* Document passage:

Metabolic Syndrome (MBS) involves a combination of medical conditions that lend towards cardiovascular disease and diabetes. These include abdominal obesity, hypertension (elevated blood pressure), hypercholesterolemia (high HDL cholesterol and triglycerides), and high resting glucose. Typically, three or more of these conditions together indicate the syndrome.
According to a 2002 JAMA study, approximately 24% of the adult US population fulfilled criteria for this MBS. What’s more, 71% of the population studied had one or more of these MBS-associated conditions.
The endocrine disorder, Polycystic Ovarian Syndrome (PCOS), shares strong links with MBS and is even believed to be due to underlying insulin resistance, which ultimately affects the function of the female reproductive system . For instance, Apridonidze et al. (2004) found that women with PCOS were almost twice as likely to fulfill criteria for MBS as compared to controls. Given its relationship with insulin resistance, PCOS also shares a strong relationship with Type 2 diabetes, since insulin resistance is essentially pre-diabetes.

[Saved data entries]
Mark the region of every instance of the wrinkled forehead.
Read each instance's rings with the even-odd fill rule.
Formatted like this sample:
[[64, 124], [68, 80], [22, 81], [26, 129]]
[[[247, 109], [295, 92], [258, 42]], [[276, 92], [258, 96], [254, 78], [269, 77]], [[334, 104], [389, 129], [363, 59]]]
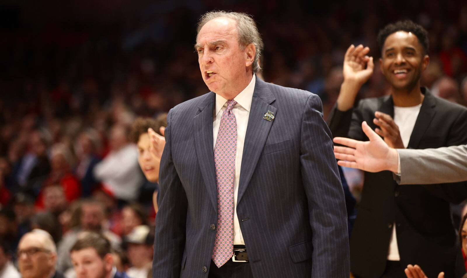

* Tasks to perform:
1/ Can you reproduce the metabolic syndrome passage between "Metabolic Syndrome (MBS)" and "indicate the syndrome.", inclusive, changing "abdominal obesity" to "central obesity"?
2/ Which medical conditions does the metabolic syndrome passage name as the components of the syndrome?
3/ Could you continue the passage on metabolic syndrome and PCOS from its final sentence?
This material has nothing to do with the metabolic syndrome passage.

* Answer set:
1/
Metabolic Syndrome (MBS) involves a combination of medical conditions that lend towards cardiovascular disease and diabetes. These include central obesity, hypertension (elevated blood pressure), hypercholesterolemia (high HDL cholesterol and triglycerides), and high resting glucose. Typically, three or more of these conditions together indicate the syndrome.

2/ Abdominal obesity, hypertension (elevated blood pressure), hypercholesterolemia (high HDL cholesterol and triglycerides), and high resting glucose.

3/
In 2007, utilizing a small survey-based study, Baron-Cohen’s team found increased reported rates of specific testosterone-related disorders in high-functioning autistic females and their mothers. These conditions included conditions such as hirsutism (excess hair growth), irregular menstrual cycles, PCOS, and severe acne. Surprisingly, the researchers did not investigate other MBS-related conditions, such as diabetes or hypercholesterolemia.
In a related study, Tanne (2012) reported that obese women are 67% more likely to have a child with autism and 156% more likely to have a child with developmental delay. She also found that mothers with diabetes are 133% more likely to have a child with developmental delay, yet the relationship between maternal diabetes and autism did not reach statistical significance.
However, just this last month, Kosidou et al. (2015) report that there does indeed appear to be a relationship between PCOS and autism, though the specifics of that relationship are still only theoretical– often vacillating back and forth between the effects of glucose/insulin and androgens on development.
In a very large study including 23,748 autism cases and 208,796 controls matched by age, sex, and region of birth, the researchers found that mothers with a diagnosis of PCOS were 59% more likely to have a child with autism as compared to control mothers. When PCOS and maternal obesity were thrown into the mix, mothers were 113% more likely to have children with autism.
Of relevance to MBS, mother’s of autistic children were also more likely to have:
- Gestational Diabetes
- Maternal Diabetes Mellitus (Type 1)
- Higher Body Mass Index (BMI)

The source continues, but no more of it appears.